The performance of value stocks vs. growth stocks (i.e., stocks trading at high relative prices), and small vs. large cap stocks, also varied between decades. Small cap and value stocks outperformed large cap and growth stocks in the 2000s, while the 2010s produced mixed outcomes. Small caps underperformed large caps in the US and emerging markets but outperformed in the developed ex US market. Value underperformed growth in all three market regions. Despite underperforming large cap and growth in the US, small cap and value delivered 11.83% and 11.71%, respectively, for the decade. 3
Exhibit 4 shows the cumulative investment experience over both decades, with small cap and value stocks outperforming large cap and growth stocks, respectively, across the US, developed ex US, and emerging markets. The annualized 20-year returns illustrate how diversification can help investors ride out the extremes to pursue a positive longer-term outcome. 4
Over the past decade, global fixed income also posted returns that may have surprised some investors. In 2010, investors looking at historically low interest rates may have expected rising rates as financial markets and economies recovered from the crisis. But over the decade, short-term rates increased while long-term rates decreased. Realized term premiums were positive, as long-term bonds generally outperformed shorter-term bonds. Realized credit premiums were also positive, as lower-quality bonds generally outperformed higher‑quality bonds. 5
Enduring Principles
This brings us to January 2020. By many metrics, last year was very good for investors. But it didn’t start out that way, after the S&P closed out 2018 with an 8% decline. The prevailing wisdom was that the long bull market was over; it was time to batten down the hatches and slash exposure to equities. But then a funny thing happened. Dire predictions of decline didn’t materialize. In 2019, global equities shot up more than 25%, and fixed income grew by more than 8%. Yes, some sectors of the markets experienced volatility and decline, but that is to be expected. Markets do not operate in lockstep. That’s why investors are wise to remain diversified.

**Written request 1:** Pick out and copy every line of the records below that contains the string "surgical", counting only matches with the same case.

[A block of data]
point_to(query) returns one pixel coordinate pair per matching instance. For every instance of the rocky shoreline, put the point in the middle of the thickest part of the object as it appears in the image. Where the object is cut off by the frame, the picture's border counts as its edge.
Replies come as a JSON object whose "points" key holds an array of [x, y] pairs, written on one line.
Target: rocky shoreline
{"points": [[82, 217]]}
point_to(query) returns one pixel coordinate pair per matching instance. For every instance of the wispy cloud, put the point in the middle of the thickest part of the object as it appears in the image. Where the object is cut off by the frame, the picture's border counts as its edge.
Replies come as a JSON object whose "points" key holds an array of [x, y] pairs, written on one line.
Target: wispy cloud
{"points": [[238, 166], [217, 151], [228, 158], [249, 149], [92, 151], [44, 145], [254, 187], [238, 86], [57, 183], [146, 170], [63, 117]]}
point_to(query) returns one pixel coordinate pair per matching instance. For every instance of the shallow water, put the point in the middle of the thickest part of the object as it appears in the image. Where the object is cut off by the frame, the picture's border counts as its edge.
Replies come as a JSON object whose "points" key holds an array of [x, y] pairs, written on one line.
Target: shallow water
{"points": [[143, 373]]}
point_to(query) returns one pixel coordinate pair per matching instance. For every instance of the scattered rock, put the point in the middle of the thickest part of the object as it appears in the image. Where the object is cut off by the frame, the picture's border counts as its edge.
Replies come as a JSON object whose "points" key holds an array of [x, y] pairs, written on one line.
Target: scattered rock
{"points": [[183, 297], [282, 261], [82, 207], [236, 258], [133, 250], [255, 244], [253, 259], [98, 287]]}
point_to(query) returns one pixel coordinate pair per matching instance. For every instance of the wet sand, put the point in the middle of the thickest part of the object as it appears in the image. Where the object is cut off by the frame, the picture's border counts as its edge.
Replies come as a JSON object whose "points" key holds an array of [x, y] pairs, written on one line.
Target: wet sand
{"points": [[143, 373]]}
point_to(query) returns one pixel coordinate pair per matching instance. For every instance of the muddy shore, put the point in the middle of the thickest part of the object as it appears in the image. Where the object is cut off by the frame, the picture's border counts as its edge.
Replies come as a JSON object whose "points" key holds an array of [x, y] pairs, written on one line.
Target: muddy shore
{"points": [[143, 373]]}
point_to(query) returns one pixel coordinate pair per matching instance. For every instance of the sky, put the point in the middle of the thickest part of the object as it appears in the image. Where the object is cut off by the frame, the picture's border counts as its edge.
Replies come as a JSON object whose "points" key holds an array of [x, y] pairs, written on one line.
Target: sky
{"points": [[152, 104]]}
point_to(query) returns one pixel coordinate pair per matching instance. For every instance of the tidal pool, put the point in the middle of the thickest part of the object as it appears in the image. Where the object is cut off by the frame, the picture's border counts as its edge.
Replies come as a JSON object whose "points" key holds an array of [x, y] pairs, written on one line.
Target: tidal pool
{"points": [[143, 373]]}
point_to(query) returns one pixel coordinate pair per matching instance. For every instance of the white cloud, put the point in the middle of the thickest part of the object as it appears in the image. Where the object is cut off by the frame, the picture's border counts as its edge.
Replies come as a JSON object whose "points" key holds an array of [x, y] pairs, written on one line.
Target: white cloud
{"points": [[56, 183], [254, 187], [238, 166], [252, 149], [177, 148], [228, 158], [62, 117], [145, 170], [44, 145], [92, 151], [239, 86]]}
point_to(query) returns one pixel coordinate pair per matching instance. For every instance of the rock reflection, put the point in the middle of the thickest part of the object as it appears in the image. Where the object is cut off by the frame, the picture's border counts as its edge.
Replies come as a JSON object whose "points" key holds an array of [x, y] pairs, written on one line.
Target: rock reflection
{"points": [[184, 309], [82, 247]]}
--
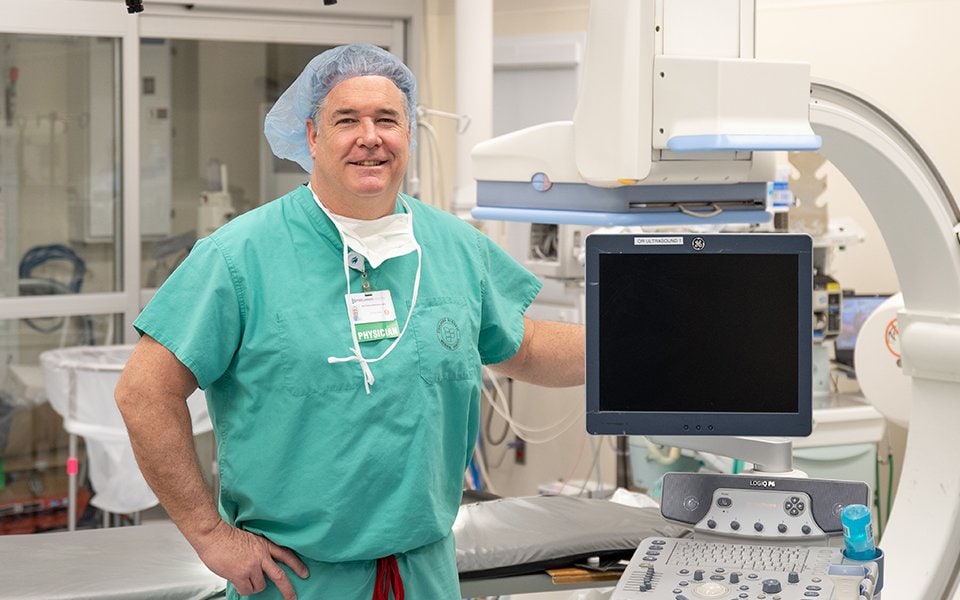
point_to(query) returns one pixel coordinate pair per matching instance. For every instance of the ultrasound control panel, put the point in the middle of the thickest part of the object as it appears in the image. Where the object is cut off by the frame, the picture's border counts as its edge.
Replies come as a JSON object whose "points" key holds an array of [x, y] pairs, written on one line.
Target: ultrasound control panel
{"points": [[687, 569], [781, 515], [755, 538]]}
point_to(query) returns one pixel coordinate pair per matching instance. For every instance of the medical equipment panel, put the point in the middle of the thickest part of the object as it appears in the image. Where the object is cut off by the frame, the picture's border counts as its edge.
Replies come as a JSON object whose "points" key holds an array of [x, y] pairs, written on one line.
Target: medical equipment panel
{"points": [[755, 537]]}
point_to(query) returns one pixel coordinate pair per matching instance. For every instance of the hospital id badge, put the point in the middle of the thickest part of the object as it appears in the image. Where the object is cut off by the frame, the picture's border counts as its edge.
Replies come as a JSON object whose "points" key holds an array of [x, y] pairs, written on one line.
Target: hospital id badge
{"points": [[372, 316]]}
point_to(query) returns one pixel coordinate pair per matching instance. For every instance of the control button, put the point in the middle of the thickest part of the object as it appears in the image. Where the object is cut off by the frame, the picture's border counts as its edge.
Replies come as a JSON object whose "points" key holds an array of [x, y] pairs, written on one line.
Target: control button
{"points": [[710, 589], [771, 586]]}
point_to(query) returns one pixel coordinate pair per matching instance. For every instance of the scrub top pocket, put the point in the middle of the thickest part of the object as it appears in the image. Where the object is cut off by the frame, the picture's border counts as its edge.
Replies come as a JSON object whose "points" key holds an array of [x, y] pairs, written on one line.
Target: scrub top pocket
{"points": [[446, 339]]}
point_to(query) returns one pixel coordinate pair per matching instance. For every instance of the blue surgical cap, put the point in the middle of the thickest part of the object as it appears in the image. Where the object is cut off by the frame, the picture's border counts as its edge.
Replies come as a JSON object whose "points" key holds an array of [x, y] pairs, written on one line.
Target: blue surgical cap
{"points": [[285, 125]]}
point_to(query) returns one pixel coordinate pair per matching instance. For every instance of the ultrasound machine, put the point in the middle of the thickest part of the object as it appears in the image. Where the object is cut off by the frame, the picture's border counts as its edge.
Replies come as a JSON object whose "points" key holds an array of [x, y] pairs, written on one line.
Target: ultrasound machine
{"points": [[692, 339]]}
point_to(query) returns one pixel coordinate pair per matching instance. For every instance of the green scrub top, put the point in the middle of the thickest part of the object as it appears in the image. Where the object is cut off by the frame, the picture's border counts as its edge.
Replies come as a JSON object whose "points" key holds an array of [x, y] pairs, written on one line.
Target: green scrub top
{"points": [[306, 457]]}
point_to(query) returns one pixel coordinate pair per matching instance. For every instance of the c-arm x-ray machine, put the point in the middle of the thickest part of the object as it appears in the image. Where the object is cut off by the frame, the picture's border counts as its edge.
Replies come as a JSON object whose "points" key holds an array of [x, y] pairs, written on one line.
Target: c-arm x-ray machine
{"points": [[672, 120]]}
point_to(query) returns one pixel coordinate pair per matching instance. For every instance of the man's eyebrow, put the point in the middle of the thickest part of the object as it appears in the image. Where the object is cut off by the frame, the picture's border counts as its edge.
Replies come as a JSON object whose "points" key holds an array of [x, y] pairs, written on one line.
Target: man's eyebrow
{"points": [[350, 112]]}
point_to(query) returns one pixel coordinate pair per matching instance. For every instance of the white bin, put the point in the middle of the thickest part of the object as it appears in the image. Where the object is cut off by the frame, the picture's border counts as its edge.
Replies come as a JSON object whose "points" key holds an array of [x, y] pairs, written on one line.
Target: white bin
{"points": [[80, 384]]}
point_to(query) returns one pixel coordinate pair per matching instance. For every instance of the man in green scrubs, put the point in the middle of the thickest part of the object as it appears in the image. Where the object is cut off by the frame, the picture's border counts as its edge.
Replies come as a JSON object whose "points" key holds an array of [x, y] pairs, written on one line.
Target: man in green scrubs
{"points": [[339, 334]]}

**Written request 2:** From the commentary on investment returns above, translate this sentence into Spanish: "In 2019, global equities shot up more than 25%, and fixed income grew by more than 8%."

**Task response 1:**
point_to(query) returns one pixel coordinate pair per matching instance. For every instance of the blue surgical cap, put the point in the middle of the thickest part of the object as it appears in the image. Where the object is cut off by the frame, the picture's border counts as its edge.
Target: blue surgical cap

**Task response 2:** En 2019, las acciones globales subieron más de un 25 %, y la renta fija creció más de un 8 %.